(Saved entries)
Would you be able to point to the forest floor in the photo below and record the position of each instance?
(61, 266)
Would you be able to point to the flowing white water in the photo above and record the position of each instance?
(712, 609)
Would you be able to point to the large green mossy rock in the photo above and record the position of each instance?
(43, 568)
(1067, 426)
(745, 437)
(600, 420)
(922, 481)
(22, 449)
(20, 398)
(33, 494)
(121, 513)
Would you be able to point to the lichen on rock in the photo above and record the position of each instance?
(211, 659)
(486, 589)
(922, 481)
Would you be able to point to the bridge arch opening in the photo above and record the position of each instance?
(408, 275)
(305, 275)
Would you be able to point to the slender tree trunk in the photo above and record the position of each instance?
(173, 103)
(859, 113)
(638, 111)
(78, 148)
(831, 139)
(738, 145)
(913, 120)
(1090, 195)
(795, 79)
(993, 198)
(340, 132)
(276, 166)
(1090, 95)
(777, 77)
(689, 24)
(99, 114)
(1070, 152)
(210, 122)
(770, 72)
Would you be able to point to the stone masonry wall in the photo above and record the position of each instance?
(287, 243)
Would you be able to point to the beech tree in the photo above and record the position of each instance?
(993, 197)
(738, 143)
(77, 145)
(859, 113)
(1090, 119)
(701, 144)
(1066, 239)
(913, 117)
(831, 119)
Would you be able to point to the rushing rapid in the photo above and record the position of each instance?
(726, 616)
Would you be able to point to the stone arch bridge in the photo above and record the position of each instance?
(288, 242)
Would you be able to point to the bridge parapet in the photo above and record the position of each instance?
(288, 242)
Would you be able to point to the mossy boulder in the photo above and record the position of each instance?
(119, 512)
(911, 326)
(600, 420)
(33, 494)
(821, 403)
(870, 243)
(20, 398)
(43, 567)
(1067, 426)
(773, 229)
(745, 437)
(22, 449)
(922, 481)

#### YOUR INSTRUCTIONS
Precisely the line with "Would you be able to point to the stone arch" and the lines after it, up to the last line of the entries above, are to be reproduced, and nothing more.

#### ANSWER TO THIS EXERCISE
Would you be able to point to the stone arch bridge in the photo above and record the position of each instance?
(288, 242)
Would you be able to point to the bridge parapet in the photo above and record the position of each instance?
(288, 242)
Would you be able to point to the mossy boulder in the photo above and record the position of each instance?
(119, 512)
(911, 326)
(600, 420)
(33, 494)
(821, 403)
(870, 243)
(20, 398)
(43, 567)
(1067, 426)
(773, 229)
(745, 437)
(22, 449)
(922, 481)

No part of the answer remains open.